(BRANO ESTRATTO)
In un'era di farmaci biologici costosi, la dieta potrebbe migliorare lo stato clinico dei pazienti con lupus eritematoso sistemico (SLE). È quanto riportato dai ricercatori dell'Università di Medicina e Farmacia Carol Davila di Bucarest, in un lavoro pubblicato su "Experimental and Therapeutic Medicine".
Da un'analisi di studi clinici condotti su pazienti con SLE, è emerso che una dieta contenente un alto livello di acidi grassi polinsaturi omega 3 riduceva infiammazione, trigliceridi, colesterolo LDL e rischio cardiovascolare, mentre gli omega 6 peggioravano le condizioni infiammatorie.
Dato che il 40-50% dei soggetti affetti da SLE è risultato obeso e più propenso a soffrire la fatica, la restrizione calorica apportava benefici al sistema immunitario e diminuiva il livello di fatica; inoltre un minore apporto giornaliero di proteine, pari a 0.6 g/kg di peso corporeo (dieta ipoproteica), migliorava la funzione renale.
La dieta personalizzata nei pazienti con SLE viene, dunque, fortemente raccomandata per conservare l'omeostasi corporea, allungare il periodo di remissione dai sintomi, prevenire gli effetti indesiderati dei farmaci e favorire il benessere fisico e mentale. Evita, infine, le comorbilità (diabete mellito, sindrome metabolica, dislipidemia e obesità) che promuovono il rischio cardiovascolare.

(PARTI DELL'ESERCIZIO)
(a) Secondo il testo sulla dieta nel lupus eritematoso sistemico, quale apporto giornaliero di proteine migliorava la funzione renale?
(b) Prosegua il testo sulla dieta nel lupus eritematoso sistemico a partire dal punto in cui si interrompe.

(DATI ESTRATTI)
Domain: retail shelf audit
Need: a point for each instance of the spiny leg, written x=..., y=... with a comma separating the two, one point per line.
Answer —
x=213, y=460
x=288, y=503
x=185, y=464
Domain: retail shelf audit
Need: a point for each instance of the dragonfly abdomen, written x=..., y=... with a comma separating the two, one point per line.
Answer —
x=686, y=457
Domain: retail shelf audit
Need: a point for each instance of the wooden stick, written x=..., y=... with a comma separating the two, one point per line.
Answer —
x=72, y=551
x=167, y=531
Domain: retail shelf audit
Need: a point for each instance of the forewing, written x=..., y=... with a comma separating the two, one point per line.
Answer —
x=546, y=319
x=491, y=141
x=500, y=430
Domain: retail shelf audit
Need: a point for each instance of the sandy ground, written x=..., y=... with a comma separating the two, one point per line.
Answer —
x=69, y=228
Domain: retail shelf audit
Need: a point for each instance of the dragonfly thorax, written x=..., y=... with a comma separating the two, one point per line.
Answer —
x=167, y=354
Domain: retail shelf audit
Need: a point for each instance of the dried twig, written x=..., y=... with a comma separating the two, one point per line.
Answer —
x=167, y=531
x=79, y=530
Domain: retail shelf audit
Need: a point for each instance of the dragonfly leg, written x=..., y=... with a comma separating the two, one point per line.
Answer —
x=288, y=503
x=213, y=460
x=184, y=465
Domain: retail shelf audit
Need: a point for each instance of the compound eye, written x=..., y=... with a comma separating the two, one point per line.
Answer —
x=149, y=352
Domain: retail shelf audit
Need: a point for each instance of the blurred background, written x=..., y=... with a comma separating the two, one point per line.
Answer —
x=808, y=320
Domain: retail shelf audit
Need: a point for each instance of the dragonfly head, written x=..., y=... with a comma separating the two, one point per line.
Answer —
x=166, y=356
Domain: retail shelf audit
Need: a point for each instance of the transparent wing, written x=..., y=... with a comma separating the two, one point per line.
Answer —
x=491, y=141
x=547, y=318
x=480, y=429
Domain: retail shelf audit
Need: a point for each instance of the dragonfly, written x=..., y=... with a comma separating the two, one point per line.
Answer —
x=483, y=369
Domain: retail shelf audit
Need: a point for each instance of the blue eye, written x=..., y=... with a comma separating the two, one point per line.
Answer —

(RISULTATI DELL'ESERCIZIO)
(a) Un apporto di 0.6 g/kg di peso corporeo, cioè una dieta ipoproteica.

(b)
SLE
È il prototipo di malattia autoimmune ad eziologia sconosciuta che coinvolge fattori di rischio genetici, epigenetici e ambientali. La patogenesi della SLE dev'essere ancora esplorata, ma si sta investigando sempre di più sull'impatto della dieta nello stimolare o alterare l'andamento della malattia.
Una dieta iperlipidica, infatti, tende ad aggravare le alterazioni del profilo lipidico (colesterolo e trigliceridi) causate dalla medicazione (corticoterapia cronica) o dalla malattia stessa.
Altre abitudini, come fumo di sigaretta e mancanza di esercizio fisico, vanno a peggiorare ulteriormente i sintomi della SLE.
Alimenti necessari
Gli studi clinici hanno dimostrato che una dieta ipocalorica con poco sale marino (meno di 3 gr al giorno), contenente quinoa e cereali grezzi (orzo e farro) invece di raffinati, sciroppo di riso, orzo e acero in sostituzione dello zucchero, oli ricchi di acidi grassi polinsaturi (omega 3) come krill, pesce, oliva, canola, semi di lino, primula, soia, pesce (salmone, sardine, aringa), limitava l'infiltrato infiammatorio nelle giunture, trigliceridi e colesterolo, regolava la proteinuria e la pressione sanguigna.
La pappa reale, ricca di aminoacidi e vitamine, si è rivelata un integratore adatto per i pazienti con la SLE, ad azione ipocolesterolemica, antinfiammatoria e immunoregolatrice.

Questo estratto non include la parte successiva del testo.